Vor einer Weile erhielt ich einen wütenden Text, welcher sich gegen mich richtete und mit welchem ich vermeintlich polemisch angegriffen wurde. Da diese Diffamierung gegen mich vermutlich ohnehin irgendwo in Textform zirkulieren wird, habe ich mich entschieden, ihr zumindest an dieser Stelle entgegenzutreten. Da meine Antwort leider wieder mal sehr lang ausgefallen ist, werde ich diese ungefähr wöchentlich nach und nach in sieben Teilen veröffentlichen. Meine Kritik geht dabei über den Ursprungstext Ein Psychogramm des post-bürgerlichen Individuums und seiner alter egos weit hinaus, um auf dahinter liegende Themen zu sprechen zu kommen.
Ansonsten ist mir schon klar, dass derartige Auseinandersetzungen letztendlich nur eine handvoll Personen interessieren. Die Zeit und Nerven wären bei vielen Tätigkeiten weit sinnvoller eingesetzt. Insofern sind meine Entgegnungen als unabgeschlossene Selbstreflexionen zu verstehen, nach denen ich mich wieder Wichtigerem zuwende. Auf Vorschlag meines Kontrahenten nenne ich diesen „Frankensteins Monster“, kurz „Framo“.

******

Deine Aufgaben
**A.** Gib den Absatz des Textauszugs, der mit „Ansonsten ist mir schon klar“ beginnt, in kürzerer Form wieder und behalte dabei seine wesentlichen Aussagen bei.
**B.** Gib den Abschnitt der Datensätze von der Zeile mit „Q: Provide one point on every instance of the pedal“ bis einschließlich zum Ende der Datensätze wortgetreu wieder und lass dabei die Bilder weg.
Der Textauszug und die Datensätze stammen aus unterschiedlichen Quellen.

******

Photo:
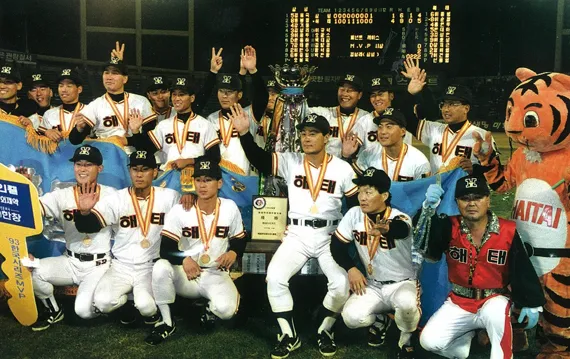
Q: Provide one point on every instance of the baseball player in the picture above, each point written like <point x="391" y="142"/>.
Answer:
<point x="316" y="184"/>
<point x="451" y="142"/>
<point x="87" y="254"/>
<point x="381" y="97"/>
<point x="137" y="216"/>
<point x="384" y="244"/>
<point x="57" y="122"/>
<point x="402" y="162"/>
<point x="485" y="257"/>
<point x="198" y="248"/>
<point x="183" y="137"/>
<point x="107" y="116"/>
<point x="346" y="118"/>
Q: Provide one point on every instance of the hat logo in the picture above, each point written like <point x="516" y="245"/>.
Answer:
<point x="471" y="183"/>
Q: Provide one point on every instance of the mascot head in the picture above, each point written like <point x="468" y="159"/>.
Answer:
<point x="537" y="111"/>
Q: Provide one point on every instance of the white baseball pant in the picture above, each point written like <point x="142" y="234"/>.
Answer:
<point x="65" y="270"/>
<point x="213" y="284"/>
<point x="403" y="297"/>
<point x="119" y="281"/>
<point x="450" y="330"/>
<point x="300" y="244"/>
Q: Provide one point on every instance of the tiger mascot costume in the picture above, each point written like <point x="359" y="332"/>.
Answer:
<point x="537" y="121"/>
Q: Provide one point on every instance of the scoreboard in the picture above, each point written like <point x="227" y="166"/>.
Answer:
<point x="373" y="35"/>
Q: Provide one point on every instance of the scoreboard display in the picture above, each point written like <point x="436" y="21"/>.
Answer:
<point x="374" y="34"/>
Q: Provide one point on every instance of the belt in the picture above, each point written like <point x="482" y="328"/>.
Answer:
<point x="315" y="223"/>
<point x="547" y="252"/>
<point x="86" y="257"/>
<point x="476" y="293"/>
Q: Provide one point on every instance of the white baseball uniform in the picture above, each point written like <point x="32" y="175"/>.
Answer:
<point x="68" y="269"/>
<point x="410" y="165"/>
<point x="341" y="125"/>
<point x="179" y="140"/>
<point x="109" y="118"/>
<point x="371" y="131"/>
<point x="302" y="242"/>
<point x="392" y="283"/>
<point x="134" y="253"/>
<point x="59" y="118"/>
<point x="213" y="284"/>
<point x="230" y="146"/>
<point x="445" y="145"/>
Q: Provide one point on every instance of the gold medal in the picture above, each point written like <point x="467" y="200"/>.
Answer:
<point x="314" y="209"/>
<point x="204" y="259"/>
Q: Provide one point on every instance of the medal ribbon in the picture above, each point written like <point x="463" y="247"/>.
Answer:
<point x="447" y="150"/>
<point x="399" y="162"/>
<point x="350" y="123"/>
<point x="181" y="140"/>
<point x="316" y="188"/>
<point x="207" y="237"/>
<point x="372" y="243"/>
<point x="125" y="115"/>
<point x="144" y="223"/>
<point x="226" y="134"/>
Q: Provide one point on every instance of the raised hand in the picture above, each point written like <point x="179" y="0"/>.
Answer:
<point x="135" y="120"/>
<point x="216" y="61"/>
<point x="118" y="51"/>
<point x="87" y="197"/>
<point x="239" y="119"/>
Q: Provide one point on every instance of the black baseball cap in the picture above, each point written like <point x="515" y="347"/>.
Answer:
<point x="381" y="83"/>
<point x="391" y="114"/>
<point x="158" y="82"/>
<point x="10" y="72"/>
<point x="69" y="74"/>
<point x="87" y="153"/>
<point x="183" y="83"/>
<point x="206" y="166"/>
<point x="315" y="121"/>
<point x="229" y="82"/>
<point x="374" y="177"/>
<point x="117" y="64"/>
<point x="142" y="157"/>
<point x="353" y="80"/>
<point x="458" y="93"/>
<point x="471" y="185"/>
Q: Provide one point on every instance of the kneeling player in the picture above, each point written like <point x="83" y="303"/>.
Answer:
<point x="198" y="249"/>
<point x="384" y="244"/>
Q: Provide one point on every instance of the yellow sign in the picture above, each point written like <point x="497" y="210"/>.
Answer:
<point x="20" y="217"/>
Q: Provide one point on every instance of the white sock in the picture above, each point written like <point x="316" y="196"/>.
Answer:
<point x="165" y="313"/>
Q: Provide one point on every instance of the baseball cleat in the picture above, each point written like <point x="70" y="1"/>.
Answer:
<point x="327" y="346"/>
<point x="376" y="336"/>
<point x="47" y="318"/>
<point x="285" y="345"/>
<point x="160" y="332"/>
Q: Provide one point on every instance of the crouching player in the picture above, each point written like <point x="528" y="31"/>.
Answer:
<point x="198" y="248"/>
<point x="384" y="245"/>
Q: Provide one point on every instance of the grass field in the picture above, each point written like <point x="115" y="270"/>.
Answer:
<point x="250" y="335"/>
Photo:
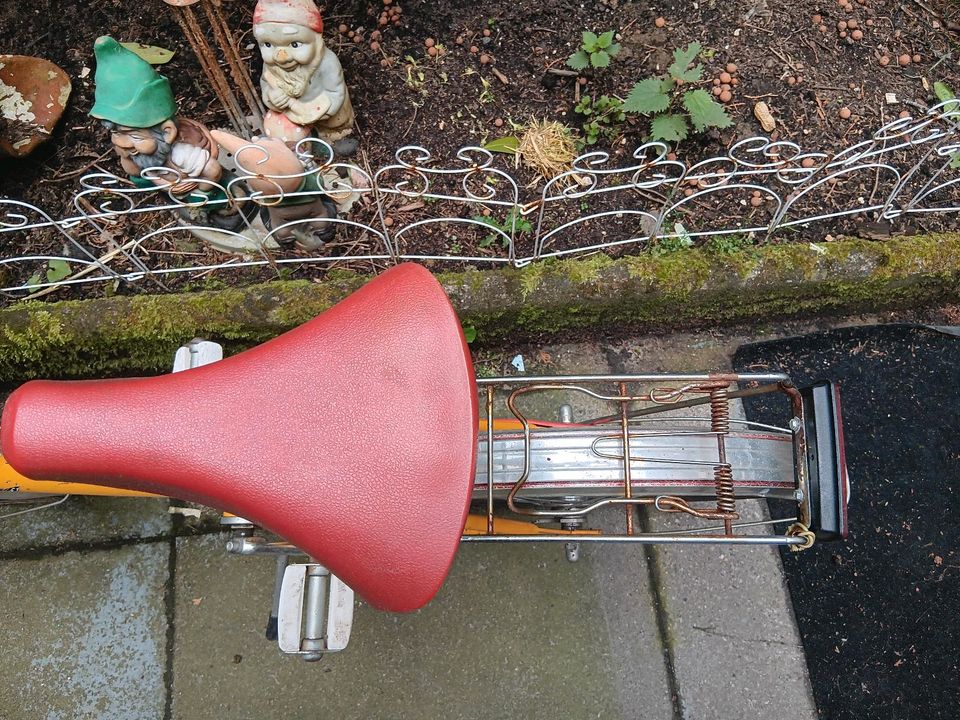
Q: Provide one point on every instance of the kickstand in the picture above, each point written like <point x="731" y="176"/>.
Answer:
<point x="275" y="609"/>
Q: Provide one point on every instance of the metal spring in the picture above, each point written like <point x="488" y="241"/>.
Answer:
<point x="719" y="410"/>
<point x="726" y="499"/>
<point x="722" y="473"/>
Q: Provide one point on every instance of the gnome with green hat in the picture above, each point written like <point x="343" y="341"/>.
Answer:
<point x="136" y="104"/>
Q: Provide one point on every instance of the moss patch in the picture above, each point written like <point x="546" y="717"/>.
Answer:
<point x="124" y="335"/>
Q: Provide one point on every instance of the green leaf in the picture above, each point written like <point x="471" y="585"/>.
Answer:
<point x="57" y="270"/>
<point x="943" y="91"/>
<point x="705" y="111"/>
<point x="669" y="128"/>
<point x="579" y="60"/>
<point x="151" y="53"/>
<point x="646" y="97"/>
<point x="945" y="94"/>
<point x="682" y="58"/>
<point x="507" y="145"/>
<point x="600" y="59"/>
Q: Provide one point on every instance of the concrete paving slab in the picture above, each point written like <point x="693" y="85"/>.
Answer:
<point x="83" y="521"/>
<point x="559" y="359"/>
<point x="84" y="635"/>
<point x="733" y="642"/>
<point x="515" y="631"/>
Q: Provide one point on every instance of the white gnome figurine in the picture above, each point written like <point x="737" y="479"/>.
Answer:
<point x="302" y="81"/>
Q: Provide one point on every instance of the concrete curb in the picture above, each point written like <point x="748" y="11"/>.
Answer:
<point x="688" y="288"/>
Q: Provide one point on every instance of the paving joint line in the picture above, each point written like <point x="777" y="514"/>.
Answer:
<point x="657" y="583"/>
<point x="38" y="553"/>
<point x="170" y="610"/>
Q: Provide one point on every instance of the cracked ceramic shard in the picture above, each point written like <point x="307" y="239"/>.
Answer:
<point x="33" y="95"/>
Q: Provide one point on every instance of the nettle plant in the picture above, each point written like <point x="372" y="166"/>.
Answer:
<point x="673" y="108"/>
<point x="595" y="51"/>
<point x="601" y="117"/>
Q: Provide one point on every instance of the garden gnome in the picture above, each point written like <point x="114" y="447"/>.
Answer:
<point x="135" y="103"/>
<point x="302" y="215"/>
<point x="302" y="81"/>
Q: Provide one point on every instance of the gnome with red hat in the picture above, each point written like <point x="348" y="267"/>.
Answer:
<point x="302" y="81"/>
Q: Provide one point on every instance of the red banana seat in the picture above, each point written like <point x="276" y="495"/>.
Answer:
<point x="353" y="436"/>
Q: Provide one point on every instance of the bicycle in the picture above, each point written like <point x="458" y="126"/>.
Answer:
<point x="375" y="404"/>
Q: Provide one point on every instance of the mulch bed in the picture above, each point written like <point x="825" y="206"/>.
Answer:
<point x="494" y="67"/>
<point x="878" y="612"/>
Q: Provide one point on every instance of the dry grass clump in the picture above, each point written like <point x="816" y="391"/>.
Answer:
<point x="547" y="148"/>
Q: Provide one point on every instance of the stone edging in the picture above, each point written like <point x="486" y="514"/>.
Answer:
<point x="695" y="287"/>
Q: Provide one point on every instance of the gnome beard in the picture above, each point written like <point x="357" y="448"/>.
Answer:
<point x="293" y="83"/>
<point x="159" y="157"/>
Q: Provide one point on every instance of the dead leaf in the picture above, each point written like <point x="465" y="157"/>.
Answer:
<point x="762" y="112"/>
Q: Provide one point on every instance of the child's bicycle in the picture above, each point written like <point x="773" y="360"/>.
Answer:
<point x="363" y="440"/>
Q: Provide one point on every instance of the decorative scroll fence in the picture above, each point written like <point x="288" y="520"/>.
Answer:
<point x="420" y="208"/>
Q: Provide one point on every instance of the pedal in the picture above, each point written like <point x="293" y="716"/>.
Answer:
<point x="315" y="614"/>
<point x="196" y="353"/>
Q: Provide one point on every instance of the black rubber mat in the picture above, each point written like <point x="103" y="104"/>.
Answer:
<point x="880" y="613"/>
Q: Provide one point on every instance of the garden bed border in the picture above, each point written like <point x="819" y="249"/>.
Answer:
<point x="694" y="287"/>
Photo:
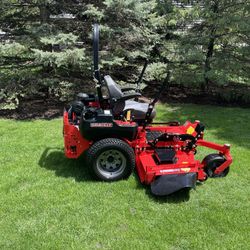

******

Ergebnisse je Aufgabe
**A.** Solche Auseinandersetzungen interessieren nur wenige Personen, und Zeit und Nerven wären anderswo sinnvoller eingesetzt. Die Entgegnungen sind daher als unabgeschlossene Selbstreflexionen gedacht, nach denen Wichtigeres an die Reihe kommt. Der Kontrahent wird auf eigenen Vorschlag „Frankensteins Monster“ genannt, kurz „Framo“.

**B.**
Q: Provide one point on every instance of the pedal in the picture above, each point written like <point x="293" y="716"/>.
Answer:
<point x="315" y="614"/>
<point x="196" y="353"/>
Q: Provide one point on every instance of the black rubber mat in the picture above, each point written like <point x="103" y="104"/>.
Answer:
<point x="880" y="613"/>
Q: Provide one point on every instance of the garden bed border in the picture above, each point written like <point x="819" y="249"/>.
Answer:
<point x="694" y="287"/>
Photo:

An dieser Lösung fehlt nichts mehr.